§ Exercise aim
Without copying the images, write out all the entries below verbatim.

*** Dataset content ***

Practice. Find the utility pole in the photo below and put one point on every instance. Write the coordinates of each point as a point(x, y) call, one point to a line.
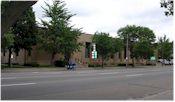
point(127, 58)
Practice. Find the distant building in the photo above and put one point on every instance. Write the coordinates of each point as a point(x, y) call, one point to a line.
point(82, 58)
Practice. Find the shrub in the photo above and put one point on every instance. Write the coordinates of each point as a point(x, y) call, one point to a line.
point(59, 63)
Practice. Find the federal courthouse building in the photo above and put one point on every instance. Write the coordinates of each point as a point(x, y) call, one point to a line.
point(82, 58)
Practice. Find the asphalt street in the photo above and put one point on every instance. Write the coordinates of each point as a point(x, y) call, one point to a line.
point(111, 84)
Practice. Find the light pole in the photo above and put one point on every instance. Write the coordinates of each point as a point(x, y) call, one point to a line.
point(127, 58)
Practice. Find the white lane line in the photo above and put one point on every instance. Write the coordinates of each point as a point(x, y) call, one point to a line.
point(134, 75)
point(10, 78)
point(18, 84)
point(35, 72)
point(108, 73)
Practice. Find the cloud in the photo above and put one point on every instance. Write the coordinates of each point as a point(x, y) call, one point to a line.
point(110, 15)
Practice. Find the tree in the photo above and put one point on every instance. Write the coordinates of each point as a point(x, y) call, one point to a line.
point(25, 32)
point(165, 48)
point(137, 35)
point(143, 50)
point(104, 45)
point(59, 36)
point(168, 5)
point(7, 44)
point(69, 44)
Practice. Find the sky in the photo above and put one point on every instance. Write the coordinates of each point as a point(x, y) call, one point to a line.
point(110, 15)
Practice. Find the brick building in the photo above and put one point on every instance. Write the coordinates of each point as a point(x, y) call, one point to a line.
point(82, 58)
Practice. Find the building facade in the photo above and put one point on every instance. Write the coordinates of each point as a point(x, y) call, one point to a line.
point(82, 57)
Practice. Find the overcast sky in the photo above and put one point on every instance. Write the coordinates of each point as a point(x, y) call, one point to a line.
point(110, 15)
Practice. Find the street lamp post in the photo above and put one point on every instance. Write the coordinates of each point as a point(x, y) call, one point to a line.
point(127, 58)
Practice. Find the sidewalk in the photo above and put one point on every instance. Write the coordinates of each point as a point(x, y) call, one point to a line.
point(166, 95)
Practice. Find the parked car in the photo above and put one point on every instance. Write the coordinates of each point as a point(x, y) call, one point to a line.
point(166, 62)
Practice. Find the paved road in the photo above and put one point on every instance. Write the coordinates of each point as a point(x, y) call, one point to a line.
point(113, 84)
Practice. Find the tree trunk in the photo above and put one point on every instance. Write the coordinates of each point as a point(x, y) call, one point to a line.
point(52, 58)
point(25, 57)
point(102, 62)
point(9, 57)
point(133, 62)
point(67, 58)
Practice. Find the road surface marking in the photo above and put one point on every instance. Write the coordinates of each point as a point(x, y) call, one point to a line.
point(35, 72)
point(134, 75)
point(10, 78)
point(108, 73)
point(18, 84)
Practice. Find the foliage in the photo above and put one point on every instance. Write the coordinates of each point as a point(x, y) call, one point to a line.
point(58, 36)
point(69, 44)
point(4, 6)
point(165, 48)
point(59, 63)
point(117, 45)
point(143, 50)
point(140, 40)
point(103, 45)
point(168, 5)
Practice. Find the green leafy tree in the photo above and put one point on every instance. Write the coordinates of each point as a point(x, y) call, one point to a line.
point(117, 45)
point(7, 44)
point(165, 48)
point(59, 37)
point(25, 32)
point(104, 45)
point(143, 50)
point(69, 44)
point(168, 5)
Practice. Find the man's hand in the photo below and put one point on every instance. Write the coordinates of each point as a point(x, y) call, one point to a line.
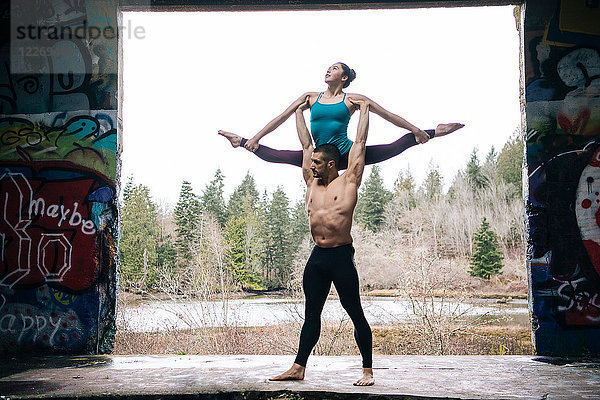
point(421, 136)
point(251, 144)
point(305, 105)
point(359, 103)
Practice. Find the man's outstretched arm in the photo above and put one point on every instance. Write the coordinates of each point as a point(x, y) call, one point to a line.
point(306, 141)
point(356, 157)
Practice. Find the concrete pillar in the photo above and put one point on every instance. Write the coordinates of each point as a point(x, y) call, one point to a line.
point(562, 77)
point(59, 176)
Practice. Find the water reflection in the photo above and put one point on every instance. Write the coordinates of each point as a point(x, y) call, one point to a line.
point(261, 311)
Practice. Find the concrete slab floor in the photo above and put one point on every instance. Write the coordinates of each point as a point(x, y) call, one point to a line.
point(246, 377)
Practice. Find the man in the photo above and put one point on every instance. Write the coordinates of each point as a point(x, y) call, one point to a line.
point(330, 202)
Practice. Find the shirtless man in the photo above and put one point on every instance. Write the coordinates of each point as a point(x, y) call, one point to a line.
point(330, 202)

*** End of Dataset content ***

§ Written response
Practice. Find the utility pole in the photo below and put one point on every instance. Write the coordinates of each point as a point(x, y) call, one point to a line.
point(127, 58)
Practice. Find the distant building in the photo above and put one point on every instance. Write the coordinates of each point as a point(x, y) call, one point to a line.
point(82, 58)
Practice. Find the shrub in the photo above and put one point on every instance. Write the coordinates of each point as a point(x, y) call, one point to a line.
point(59, 63)
Practice. Find the federal courthouse building in the photo above and put one point on every instance. Write the coordinates of each point as a point(x, y) call, one point to a line.
point(82, 58)
Practice. Find the asphalt street in the photo above and put one point on every instance. Write the coordinates of each point as a point(x, y) call, one point to a line.
point(111, 84)
Practice. Find the light pole in the photo above and put one point on every instance. Write the coordinates of each point as a point(x, y) call, one point to a line.
point(127, 58)
Practice. Find the white lane line in the photo above and put one point on every instance. Write the coordinates of each point as a point(x, y) call, one point to a line.
point(134, 75)
point(10, 78)
point(18, 84)
point(35, 72)
point(108, 73)
Practice. Find the cloud in the photo above and put one point on every instance. Write the coordinates of each point as a point(x, y) call, one point to a line.
point(110, 15)
Practice. Find the tree in the photo above and put one point on every instance. Write the coordinates of each point as a point(x, y) call, one point to a line.
point(25, 32)
point(165, 48)
point(137, 35)
point(143, 50)
point(104, 45)
point(59, 36)
point(168, 5)
point(7, 44)
point(69, 44)
Practice. Find the sky in the photo above and put one point on every instance. Write the coordinates of each point as a point(x, y) call, one point to a line.
point(110, 15)
Practice. Find the brick building in the photo above and put one point on every instance. Write the coordinates of each point as a point(x, y) call, one point to a line.
point(82, 58)
Practice. Find the building facade in the photo above and put one point on every instance. Write the coordinates of each point as a point(x, y) call, one point to a line.
point(82, 57)
Practice. Find the overcast sky in the photo above and put one point on every instance. Write the coordinates of each point as a point(x, y) call, one point to a line.
point(110, 15)
Practice. Find the street lamp post in the photo above and put one point on every instance. Write the coordinates of each point as a point(x, y) call, one point to a line.
point(127, 58)
Practice. Find the sidewalk in the photo above and put one point on every instance. Write the coordinates of each point as a point(x, y) call, one point to a line.
point(166, 95)
Practice. Find the parked car in the photo above and put one point on every instance. Write the coordinates of each point as a point(x, y) call, one point to a line.
point(166, 62)
Practice. Find the paved road in the photo above and put one point on every instance. Write the coordinates of each point as a point(x, y) call, one point to a line.
point(113, 84)
Practice. Find the tree trunk in the photo above and put one point on every instance. Write the coordinates of each point as a point(x, y) call, one point to a line.
point(52, 58)
point(25, 57)
point(102, 62)
point(9, 57)
point(133, 62)
point(67, 58)
Practice. Find the road surface marking in the photo above and put one point on every instance. Write the coordinates of each point as a point(x, y) call, one point to a line.
point(35, 72)
point(134, 75)
point(10, 78)
point(108, 73)
point(18, 84)
Practice. Find the foliage in the photo above and put one point on every instance. Write the coordinates of each point as a point(x, y) call, one point to a line.
point(58, 36)
point(69, 44)
point(4, 6)
point(165, 48)
point(59, 63)
point(117, 45)
point(143, 50)
point(140, 40)
point(103, 45)
point(168, 5)
Practice. Find the green leafy tree in the photo above and put one point on every instance. Write the coordinates of each point as a point(x, y) call, one point to a line.
point(117, 45)
point(7, 44)
point(165, 48)
point(59, 37)
point(25, 32)
point(104, 45)
point(143, 50)
point(69, 44)
point(168, 5)
Practice. Find the man's hand in the photo below and put one point on every instance. Write the coordinates of each point as a point(x, y) call, one point to a line.
point(421, 136)
point(251, 144)
point(305, 105)
point(359, 103)
Practice. Find the man's outstretched arm in the photo above and put one point on every instance. Write the coordinates of each point as a point(x, y) call, one point to a line.
point(306, 141)
point(356, 157)
Practice. Find the concrete pillar in the photo above and put one point on every instance. Write the coordinates of each point as a point(x, y) call, one point to a line.
point(562, 77)
point(59, 176)
Practice. Find the water reflection in the photo above and put one point on every instance. Write the coordinates of each point as a point(x, y) call, one point to a line.
point(261, 311)
Practice. Find the concrete slab floor in the photo above and put one point on every instance. Write the coordinates of each point as a point(x, y) call, one point to a line.
point(246, 377)
Practice. Find the man in the photo above and put one point on every instance. Write the coordinates of each point as a point(x, y) call, one point to a line.
point(330, 202)
Practice. Find the shirtless man in the photo above and put one point on every instance. Write the coordinates of each point as a point(x, y) call, one point to a line.
point(330, 202)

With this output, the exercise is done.